> Records for the exercise:
————————
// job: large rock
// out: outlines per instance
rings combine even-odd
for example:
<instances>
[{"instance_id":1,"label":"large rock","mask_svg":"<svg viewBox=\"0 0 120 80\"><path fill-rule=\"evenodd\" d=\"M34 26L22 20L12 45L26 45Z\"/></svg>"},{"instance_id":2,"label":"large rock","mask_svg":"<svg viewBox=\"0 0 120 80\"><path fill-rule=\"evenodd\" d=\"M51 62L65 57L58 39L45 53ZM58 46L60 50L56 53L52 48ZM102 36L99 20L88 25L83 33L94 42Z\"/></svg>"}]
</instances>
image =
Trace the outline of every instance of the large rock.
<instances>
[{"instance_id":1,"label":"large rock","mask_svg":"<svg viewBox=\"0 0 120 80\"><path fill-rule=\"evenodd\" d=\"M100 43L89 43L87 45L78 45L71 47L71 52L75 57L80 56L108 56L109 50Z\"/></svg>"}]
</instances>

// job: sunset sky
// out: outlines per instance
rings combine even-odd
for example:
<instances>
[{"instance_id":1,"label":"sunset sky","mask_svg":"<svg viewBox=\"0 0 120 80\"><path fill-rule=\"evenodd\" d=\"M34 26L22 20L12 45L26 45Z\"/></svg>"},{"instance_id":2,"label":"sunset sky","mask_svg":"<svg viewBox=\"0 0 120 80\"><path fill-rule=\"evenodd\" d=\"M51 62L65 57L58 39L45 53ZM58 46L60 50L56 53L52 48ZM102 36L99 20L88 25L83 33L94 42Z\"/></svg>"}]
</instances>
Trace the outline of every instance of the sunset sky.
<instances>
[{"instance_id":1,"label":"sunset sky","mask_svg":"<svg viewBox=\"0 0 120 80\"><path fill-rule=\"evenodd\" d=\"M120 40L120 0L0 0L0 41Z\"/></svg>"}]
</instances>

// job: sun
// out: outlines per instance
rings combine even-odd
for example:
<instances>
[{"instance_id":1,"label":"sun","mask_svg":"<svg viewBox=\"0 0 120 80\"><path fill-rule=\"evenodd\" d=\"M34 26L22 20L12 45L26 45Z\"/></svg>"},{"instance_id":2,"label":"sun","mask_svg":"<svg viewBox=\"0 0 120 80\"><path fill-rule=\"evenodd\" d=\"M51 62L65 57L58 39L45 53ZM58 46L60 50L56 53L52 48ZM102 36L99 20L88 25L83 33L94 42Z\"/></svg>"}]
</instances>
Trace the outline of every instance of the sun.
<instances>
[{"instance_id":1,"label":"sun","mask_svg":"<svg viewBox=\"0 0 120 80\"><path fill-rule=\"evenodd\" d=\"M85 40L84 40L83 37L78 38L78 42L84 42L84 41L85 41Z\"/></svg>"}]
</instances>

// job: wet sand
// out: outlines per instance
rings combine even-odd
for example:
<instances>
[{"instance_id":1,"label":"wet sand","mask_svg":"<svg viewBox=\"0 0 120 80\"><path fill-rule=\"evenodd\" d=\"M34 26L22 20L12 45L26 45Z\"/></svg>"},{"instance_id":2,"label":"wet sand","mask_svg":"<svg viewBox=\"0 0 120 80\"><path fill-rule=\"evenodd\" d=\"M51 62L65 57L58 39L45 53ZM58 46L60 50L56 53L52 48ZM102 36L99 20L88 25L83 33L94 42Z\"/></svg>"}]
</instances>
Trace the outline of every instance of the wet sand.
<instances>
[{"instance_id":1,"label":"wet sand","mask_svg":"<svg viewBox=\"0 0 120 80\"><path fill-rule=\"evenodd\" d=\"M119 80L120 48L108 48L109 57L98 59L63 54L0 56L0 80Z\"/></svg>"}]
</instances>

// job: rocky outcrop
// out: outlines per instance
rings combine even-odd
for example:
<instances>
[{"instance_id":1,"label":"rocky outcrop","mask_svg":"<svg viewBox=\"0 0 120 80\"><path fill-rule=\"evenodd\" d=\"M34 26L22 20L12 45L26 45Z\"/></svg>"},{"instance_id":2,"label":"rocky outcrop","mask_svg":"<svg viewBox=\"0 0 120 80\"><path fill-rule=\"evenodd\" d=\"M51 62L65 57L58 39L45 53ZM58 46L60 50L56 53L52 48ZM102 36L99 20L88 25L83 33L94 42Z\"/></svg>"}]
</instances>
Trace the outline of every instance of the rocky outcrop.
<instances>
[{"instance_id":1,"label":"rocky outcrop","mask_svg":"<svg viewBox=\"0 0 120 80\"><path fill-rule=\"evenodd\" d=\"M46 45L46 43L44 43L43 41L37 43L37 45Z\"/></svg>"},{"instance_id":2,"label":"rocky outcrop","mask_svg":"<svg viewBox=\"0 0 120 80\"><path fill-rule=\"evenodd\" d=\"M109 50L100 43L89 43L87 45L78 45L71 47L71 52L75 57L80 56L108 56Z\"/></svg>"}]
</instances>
————————
Set all of the records down again, exactly as they stand.

> Solution to this task:
// job: large rock
// out: outlines per instance
rings combine even-odd
for example:
<instances>
[{"instance_id":1,"label":"large rock","mask_svg":"<svg viewBox=\"0 0 120 80\"><path fill-rule=\"evenodd\" d=\"M34 26L22 20L12 45L26 45Z\"/></svg>"},{"instance_id":2,"label":"large rock","mask_svg":"<svg viewBox=\"0 0 120 80\"><path fill-rule=\"evenodd\" d=\"M51 62L65 57L58 39L45 53ZM58 46L60 50L56 53L52 48ZM102 36L99 20L88 25L83 33L94 42Z\"/></svg>"}]
</instances>
image =
Trace the outline of every instance of the large rock.
<instances>
[{"instance_id":1,"label":"large rock","mask_svg":"<svg viewBox=\"0 0 120 80\"><path fill-rule=\"evenodd\" d=\"M100 43L89 43L87 45L78 45L71 47L71 52L75 57L80 56L108 56L109 50Z\"/></svg>"}]
</instances>

// job: sunset sky
// out: outlines per instance
rings combine even-odd
for example:
<instances>
[{"instance_id":1,"label":"sunset sky","mask_svg":"<svg viewBox=\"0 0 120 80\"><path fill-rule=\"evenodd\" d=\"M34 26L22 20L12 45L26 45Z\"/></svg>"},{"instance_id":2,"label":"sunset sky","mask_svg":"<svg viewBox=\"0 0 120 80\"><path fill-rule=\"evenodd\" d=\"M51 62L65 57L58 39L45 53ZM58 46L60 50L56 53L52 48ZM102 36L99 20L88 25L83 33L94 42Z\"/></svg>"}]
</instances>
Trace the outline of every instance of the sunset sky.
<instances>
[{"instance_id":1,"label":"sunset sky","mask_svg":"<svg viewBox=\"0 0 120 80\"><path fill-rule=\"evenodd\" d=\"M120 40L120 0L0 0L0 41Z\"/></svg>"}]
</instances>

// job: sun
// out: outlines per instance
rings combine even-odd
for example:
<instances>
[{"instance_id":1,"label":"sun","mask_svg":"<svg viewBox=\"0 0 120 80\"><path fill-rule=\"evenodd\" d=\"M34 26L22 20L12 45L26 45Z\"/></svg>"},{"instance_id":2,"label":"sun","mask_svg":"<svg viewBox=\"0 0 120 80\"><path fill-rule=\"evenodd\" d=\"M51 62L65 57L58 39L45 53ZM58 46L60 50L56 53L52 48ZM102 36L99 20L88 25L83 33L94 42Z\"/></svg>"}]
</instances>
Trace the outline of every instance of the sun.
<instances>
[{"instance_id":1,"label":"sun","mask_svg":"<svg viewBox=\"0 0 120 80\"><path fill-rule=\"evenodd\" d=\"M85 40L84 40L83 37L78 38L78 42L84 42L84 41L85 41Z\"/></svg>"}]
</instances>

// job: wet sand
// out: outlines per instance
rings combine even-odd
for example:
<instances>
[{"instance_id":1,"label":"wet sand","mask_svg":"<svg viewBox=\"0 0 120 80\"><path fill-rule=\"evenodd\" d=\"M34 26L22 20L12 45L26 45Z\"/></svg>"},{"instance_id":2,"label":"wet sand","mask_svg":"<svg viewBox=\"0 0 120 80\"><path fill-rule=\"evenodd\" d=\"M51 62L65 57L58 39L45 53ZM58 46L60 50L56 53L52 48ZM102 36L99 20L88 25L83 33L94 42Z\"/></svg>"}]
</instances>
Trace the outline of every instance of the wet sand.
<instances>
[{"instance_id":1,"label":"wet sand","mask_svg":"<svg viewBox=\"0 0 120 80\"><path fill-rule=\"evenodd\" d=\"M119 80L120 48L108 48L109 57L98 59L63 54L0 56L0 80Z\"/></svg>"}]
</instances>

// job: rocky outcrop
// out: outlines per instance
rings combine even-odd
for example:
<instances>
[{"instance_id":1,"label":"rocky outcrop","mask_svg":"<svg viewBox=\"0 0 120 80\"><path fill-rule=\"evenodd\" d=\"M34 26L22 20L12 45L26 45Z\"/></svg>"},{"instance_id":2,"label":"rocky outcrop","mask_svg":"<svg viewBox=\"0 0 120 80\"><path fill-rule=\"evenodd\" d=\"M51 62L65 57L58 39L45 53ZM58 46L60 50L56 53L52 48ZM102 36L99 20L88 25L83 33L94 42Z\"/></svg>"}]
</instances>
Trace the outline of every instance of the rocky outcrop.
<instances>
[{"instance_id":1,"label":"rocky outcrop","mask_svg":"<svg viewBox=\"0 0 120 80\"><path fill-rule=\"evenodd\" d=\"M46 45L46 43L44 43L43 41L37 43L37 45Z\"/></svg>"},{"instance_id":2,"label":"rocky outcrop","mask_svg":"<svg viewBox=\"0 0 120 80\"><path fill-rule=\"evenodd\" d=\"M109 50L100 43L89 43L87 45L78 45L71 47L71 52L75 57L80 56L108 56Z\"/></svg>"}]
</instances>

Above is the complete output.